- **Description of the task**:
Omit every picture and write out the rest of the records exactly.

___ Dataset records

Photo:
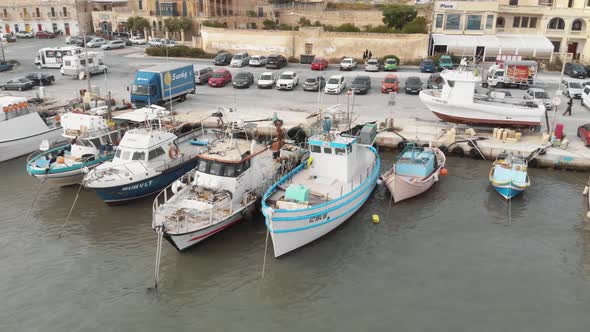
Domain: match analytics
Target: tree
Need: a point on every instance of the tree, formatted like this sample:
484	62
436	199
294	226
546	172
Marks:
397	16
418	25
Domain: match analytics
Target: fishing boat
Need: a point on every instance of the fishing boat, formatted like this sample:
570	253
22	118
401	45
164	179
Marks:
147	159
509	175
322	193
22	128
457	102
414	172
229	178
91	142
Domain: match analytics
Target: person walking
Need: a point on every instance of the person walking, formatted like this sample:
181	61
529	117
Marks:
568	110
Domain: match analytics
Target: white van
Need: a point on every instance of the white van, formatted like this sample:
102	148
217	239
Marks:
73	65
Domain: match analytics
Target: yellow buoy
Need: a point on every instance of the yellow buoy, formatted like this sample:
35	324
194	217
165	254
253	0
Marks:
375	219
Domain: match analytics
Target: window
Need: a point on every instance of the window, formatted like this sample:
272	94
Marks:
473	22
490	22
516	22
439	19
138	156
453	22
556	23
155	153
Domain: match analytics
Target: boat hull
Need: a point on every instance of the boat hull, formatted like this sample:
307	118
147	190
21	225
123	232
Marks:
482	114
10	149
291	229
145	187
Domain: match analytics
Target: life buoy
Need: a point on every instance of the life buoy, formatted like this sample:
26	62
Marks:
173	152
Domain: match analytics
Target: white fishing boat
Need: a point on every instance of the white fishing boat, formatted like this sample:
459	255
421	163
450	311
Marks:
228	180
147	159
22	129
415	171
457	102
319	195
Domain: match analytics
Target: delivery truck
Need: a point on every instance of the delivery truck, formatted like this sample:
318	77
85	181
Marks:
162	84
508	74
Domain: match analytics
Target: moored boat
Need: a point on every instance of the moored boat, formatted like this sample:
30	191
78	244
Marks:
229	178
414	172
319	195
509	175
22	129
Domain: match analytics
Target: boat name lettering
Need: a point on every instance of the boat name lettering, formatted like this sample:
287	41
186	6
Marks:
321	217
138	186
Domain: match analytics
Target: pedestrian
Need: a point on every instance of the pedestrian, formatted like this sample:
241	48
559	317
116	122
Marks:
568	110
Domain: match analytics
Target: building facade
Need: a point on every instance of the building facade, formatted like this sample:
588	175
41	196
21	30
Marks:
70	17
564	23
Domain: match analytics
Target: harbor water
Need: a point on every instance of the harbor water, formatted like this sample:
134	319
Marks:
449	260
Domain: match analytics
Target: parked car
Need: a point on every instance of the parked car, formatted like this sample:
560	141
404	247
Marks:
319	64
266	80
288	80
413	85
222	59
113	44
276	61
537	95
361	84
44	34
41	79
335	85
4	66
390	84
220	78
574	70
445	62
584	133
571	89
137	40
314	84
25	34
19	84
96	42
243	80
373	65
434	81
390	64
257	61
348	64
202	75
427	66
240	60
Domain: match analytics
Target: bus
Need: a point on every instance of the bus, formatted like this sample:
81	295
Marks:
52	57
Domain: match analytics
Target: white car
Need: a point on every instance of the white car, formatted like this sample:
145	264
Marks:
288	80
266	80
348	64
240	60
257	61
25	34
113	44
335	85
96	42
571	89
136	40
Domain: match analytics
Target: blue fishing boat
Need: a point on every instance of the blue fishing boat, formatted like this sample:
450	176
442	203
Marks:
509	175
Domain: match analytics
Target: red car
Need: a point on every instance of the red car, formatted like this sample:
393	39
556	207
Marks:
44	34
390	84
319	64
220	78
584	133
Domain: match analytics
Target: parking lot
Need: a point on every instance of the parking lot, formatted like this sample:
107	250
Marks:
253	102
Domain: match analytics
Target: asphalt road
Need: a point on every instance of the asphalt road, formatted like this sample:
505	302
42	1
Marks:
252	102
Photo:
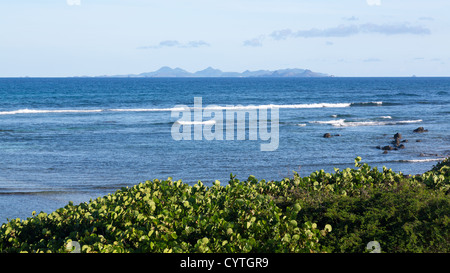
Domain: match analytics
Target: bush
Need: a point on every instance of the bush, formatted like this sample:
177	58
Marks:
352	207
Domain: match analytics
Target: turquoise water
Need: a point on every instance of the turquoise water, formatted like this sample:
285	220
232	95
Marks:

______

- **Expected answer**:
Photo:
Domain: match analytics
Target: tree
Need: a point on every instance of the tree, formatted like this sample:
484	62
436	199
294	226
546	172
Marks:
397	16
418	25
Domain: match analytics
Target: fishing boat
Need: a point on every instance of the fishing boat, formatted like this sample:
570	253
22	118
401	45
164	179
Marks:
147	159
509	175
322	193
22	128
457	102
414	172
229	178
91	142
Domain: match analytics
Target: person walking
Need: a point on every instance of the person walking, formatted like this sample:
181	61
529	117
Marks:
568	110
Domain: match analytics
Target: white van
Need: a point on every instance of the white van, formatted like this sample:
102	148
217	239
Marks:
73	65
Domain: match analytics
Target: yellow buoy
Need: a point on every instance of the yellow buoy, formatted like this sample:
35	324
194	217
165	254
253	0
Marks:
375	219
Domain: match analytics
Target: window
Need: a point on every instance of the window, formatted like this sample:
272	94
Marks:
473	22
490	22
516	22
439	19
138	156
453	22
556	23
155	153
Domain: match analytics
Target: boat hull
Need: a point on every instance of the boat hull, formatted like this sample:
307	118
147	190
21	225
123	232
Marks:
482	114
10	149
291	229
145	187
Domain: match analytics
Target: life buoy
Need: a point on every instance of the life buoy, formatted like this sample:
26	62
Marks:
173	152
Domain: match analytics
Target: white fishing boat
Need: a point on every instance of the white fishing boat, formatted like this sample:
459	255
421	163
450	311
Marks:
228	180
147	159
22	129
415	171
457	102
319	195
Domain: match analytics
Target: delivery truck
Need: a point on every instance of the delivery truck, formatted like this sample:
318	77
85	181
Marks:
162	84
508	74
Domain: match analytics
Target: moored boat
Need: a point on every instance of the moored boat, formatted like this sample:
30	191
78	244
Marks:
229	178
414	172
319	195
509	175
22	129
Domain: match analytics
Target: boat name lettering
Need: a point on every instance of the boat name lettering, formatted like this sample:
287	41
186	6
Marks:
321	217
138	186
Domain: match analytics
Target: pedestrian
Need: a point on every instance of the pedestrian, formatted like this sample:
241	48
559	317
116	122
Marks:
568	110
Domain: match analytics
Target: building facade
Need: a point on every instance of the building facade, formatted like this sample:
588	175
41	196
21	30
Marks:
70	17
564	23
Domain: match analytics
Target: harbor water
Need: a point on every instance of the harbor water, formatted like this sample:
134	319
Marks:
449	260
Domain: match analytics
Target: parked car
Need: a point on every instance of the parked car, formatted like this sample:
560	141
404	247
Marks:
319	64
266	80
288	80
413	85
222	59
113	44
276	61
537	95
361	84
44	34
41	79
335	85
4	66
390	84
220	78
574	70
445	62
584	133
571	89
137	40
314	84
25	34
19	84
96	42
243	80
373	65
434	81
390	64
257	61
348	64
202	75
427	66
240	60
Domain: match analytics
Target: bus
Need: a point on every instance of the bus, formatted like this sample:
81	295
Marks:
52	57
Domain: match analytics
Target: white car
Need: a point on every instance of the white car, formatted like this sample:
145	264
Marks:
288	80
266	80
348	64
240	60
257	61
25	34
113	44
335	85
96	42
571	89
136	40
Domain: match analytics
Target: blue fishing boat
Need: a point on every instance of the blue fishing boat, formatted like this sample:
450	176
442	203
Marks:
509	175
Domain: match analytics
Target: red car
Need: a point on every instance of the red car, formatted like this sample:
393	39
556	207
Marks:
44	34
390	84
319	64
220	78
584	133
Domain: match analytics
Target: parking lot
Need: a point on every instance of the parking lot, formatted like this sample:
107	250
Marks:
253	102
Domain: match analytics
Target: asphalt road
Need: a point on every instance of the asphalt road, formatted like this sample:
505	302
42	1
Marks:
252	102
Photo:
Domain: match analytics
Target: bush
Need: a point on every instance of the bush, formatted like this sample:
177	58
Marks:
352	207
Domain: match analytics
Target: turquoise water
Need: a point on every instance of the turquoise water, formatted like this sample:
285	220
232	95
Marks:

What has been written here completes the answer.